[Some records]
○ ○ ○ ○
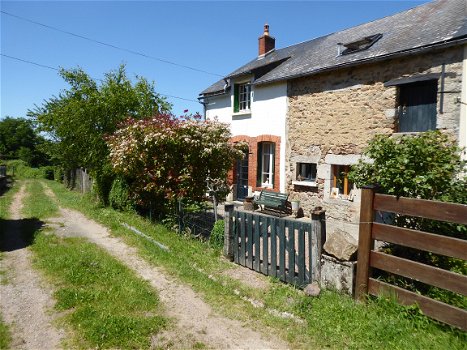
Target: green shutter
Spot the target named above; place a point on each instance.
(236, 99)
(259, 164)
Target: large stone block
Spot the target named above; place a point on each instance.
(341, 245)
(339, 275)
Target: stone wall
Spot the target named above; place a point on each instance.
(332, 116)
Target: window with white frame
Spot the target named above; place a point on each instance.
(306, 172)
(242, 97)
(266, 153)
(341, 186)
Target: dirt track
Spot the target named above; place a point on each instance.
(26, 302)
(194, 320)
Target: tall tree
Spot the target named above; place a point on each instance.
(19, 140)
(79, 118)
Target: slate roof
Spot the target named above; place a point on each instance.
(430, 24)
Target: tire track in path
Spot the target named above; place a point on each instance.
(26, 302)
(195, 321)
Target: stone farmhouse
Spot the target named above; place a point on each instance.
(308, 110)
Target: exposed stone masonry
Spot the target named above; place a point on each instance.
(333, 115)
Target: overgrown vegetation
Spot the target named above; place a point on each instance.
(330, 321)
(166, 158)
(79, 117)
(426, 166)
(119, 196)
(20, 140)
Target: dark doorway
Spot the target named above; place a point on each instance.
(242, 177)
(418, 106)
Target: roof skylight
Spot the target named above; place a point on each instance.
(359, 45)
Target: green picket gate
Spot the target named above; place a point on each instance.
(277, 247)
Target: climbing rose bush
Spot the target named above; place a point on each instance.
(172, 156)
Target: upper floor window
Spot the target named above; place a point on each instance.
(417, 106)
(242, 97)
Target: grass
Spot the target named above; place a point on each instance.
(104, 304)
(331, 320)
(5, 202)
(37, 204)
(108, 306)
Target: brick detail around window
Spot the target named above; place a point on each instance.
(253, 160)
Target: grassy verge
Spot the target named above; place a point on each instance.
(5, 202)
(105, 305)
(108, 306)
(331, 321)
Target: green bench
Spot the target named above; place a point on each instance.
(273, 201)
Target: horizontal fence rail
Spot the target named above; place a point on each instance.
(434, 243)
(282, 248)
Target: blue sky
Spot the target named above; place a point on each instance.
(214, 36)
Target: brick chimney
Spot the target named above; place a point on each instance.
(266, 42)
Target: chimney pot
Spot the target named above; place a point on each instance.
○ ○ ○ ○
Everything from the line containing "Target: dirt track" to the end of the data above should be quoted exactly, please, both ends included, and nothing outside that span.

Target: dirt track
Spot the target named above; place a point on each instance.
(26, 302)
(194, 320)
Target: tall tree
Spot the target named above; place a point on each instance.
(19, 140)
(79, 118)
Target: slate roof
Spot the target named above; place a point on each instance.
(430, 24)
Target: tire track in path
Spot the target named above; place a point on each instance.
(26, 302)
(195, 321)
Target: stone farmhouse
Spot the target named above; place a point on each instance.
(308, 110)
Target: exposed stone masonry
Spot the target named above; place a point on each instance.
(333, 115)
Target: overgrown vegetation
Spot the target named above; place a point on each instance.
(330, 321)
(166, 158)
(79, 117)
(426, 166)
(119, 196)
(20, 140)
Target: dark doorway
Spot the target named above; place a point on each instance.
(242, 177)
(418, 106)
Target: roof skylight
Spot the target named above; place a point on each instance.
(359, 45)
Target: green picket gate
Spot the target named above; place a point on each instance.
(277, 247)
Target: climbing rose bush
Spot the target named above; place a point on each instance.
(172, 156)
Target: upper floor window
Spot the target named above; place a point on each instance.
(417, 106)
(242, 97)
Target: grass
Spot the target named above; place a point on each instance.
(104, 304)
(331, 320)
(5, 202)
(37, 204)
(108, 306)
Target: brick detail around window
Spot the target named above; place a point on each instance.
(253, 160)
Target: grassy verge
Spot the target named above; place a point on each instance.
(5, 202)
(105, 305)
(108, 306)
(331, 321)
Target: green bench
Spot the target named above; place a point on each instance.
(273, 201)
Target: horizontal fence rail
Spot the target named above; place a point on each instance.
(434, 243)
(282, 248)
Target: blue sky
Spot the target named above; place a point on each instance.
(214, 36)
Target: brick chimney
Spot the target named above; place a point on each instance.
(266, 42)
Target: chimney pot
Spot the target named above; place a point on each instance.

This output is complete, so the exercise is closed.